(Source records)
════════════════

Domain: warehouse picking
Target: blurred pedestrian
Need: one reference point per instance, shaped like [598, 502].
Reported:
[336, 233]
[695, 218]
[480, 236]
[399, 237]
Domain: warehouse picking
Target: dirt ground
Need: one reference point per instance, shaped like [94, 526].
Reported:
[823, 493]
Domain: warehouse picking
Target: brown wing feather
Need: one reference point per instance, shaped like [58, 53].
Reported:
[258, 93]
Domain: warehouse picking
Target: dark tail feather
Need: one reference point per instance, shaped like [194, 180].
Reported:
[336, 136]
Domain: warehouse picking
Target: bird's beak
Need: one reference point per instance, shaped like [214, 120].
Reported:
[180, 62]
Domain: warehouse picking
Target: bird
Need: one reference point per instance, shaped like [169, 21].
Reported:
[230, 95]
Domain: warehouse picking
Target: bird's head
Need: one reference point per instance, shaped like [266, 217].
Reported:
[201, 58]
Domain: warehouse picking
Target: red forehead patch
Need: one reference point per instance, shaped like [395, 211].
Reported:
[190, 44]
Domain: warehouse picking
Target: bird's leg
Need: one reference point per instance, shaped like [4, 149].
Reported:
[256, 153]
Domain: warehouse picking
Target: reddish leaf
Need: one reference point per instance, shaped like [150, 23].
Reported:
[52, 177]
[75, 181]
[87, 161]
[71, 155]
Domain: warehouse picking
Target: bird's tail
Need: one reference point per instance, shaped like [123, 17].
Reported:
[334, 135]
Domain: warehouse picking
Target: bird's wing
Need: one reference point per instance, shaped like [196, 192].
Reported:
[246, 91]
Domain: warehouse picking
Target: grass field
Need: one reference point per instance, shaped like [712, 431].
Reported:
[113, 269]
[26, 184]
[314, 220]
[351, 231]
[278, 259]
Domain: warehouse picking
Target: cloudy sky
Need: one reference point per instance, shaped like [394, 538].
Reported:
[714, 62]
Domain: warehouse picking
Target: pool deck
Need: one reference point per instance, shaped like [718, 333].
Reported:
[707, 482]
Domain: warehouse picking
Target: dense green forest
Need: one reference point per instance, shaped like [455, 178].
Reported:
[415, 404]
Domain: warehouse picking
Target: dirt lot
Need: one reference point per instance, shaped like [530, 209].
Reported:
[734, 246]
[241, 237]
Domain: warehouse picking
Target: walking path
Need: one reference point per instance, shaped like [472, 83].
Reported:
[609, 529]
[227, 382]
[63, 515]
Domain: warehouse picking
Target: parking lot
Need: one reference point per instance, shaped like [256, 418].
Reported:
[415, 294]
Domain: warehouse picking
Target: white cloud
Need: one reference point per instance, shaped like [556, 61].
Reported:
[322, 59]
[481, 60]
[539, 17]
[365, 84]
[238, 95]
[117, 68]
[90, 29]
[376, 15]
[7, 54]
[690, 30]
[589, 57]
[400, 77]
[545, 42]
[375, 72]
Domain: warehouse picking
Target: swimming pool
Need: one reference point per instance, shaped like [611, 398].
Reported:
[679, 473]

════════════════

Work to do
Which lines of the material above contain the string "tail"? Pull out each such line in full, matching case exactly.

Exercise answer
Target: dark tail feather
Target: bird's tail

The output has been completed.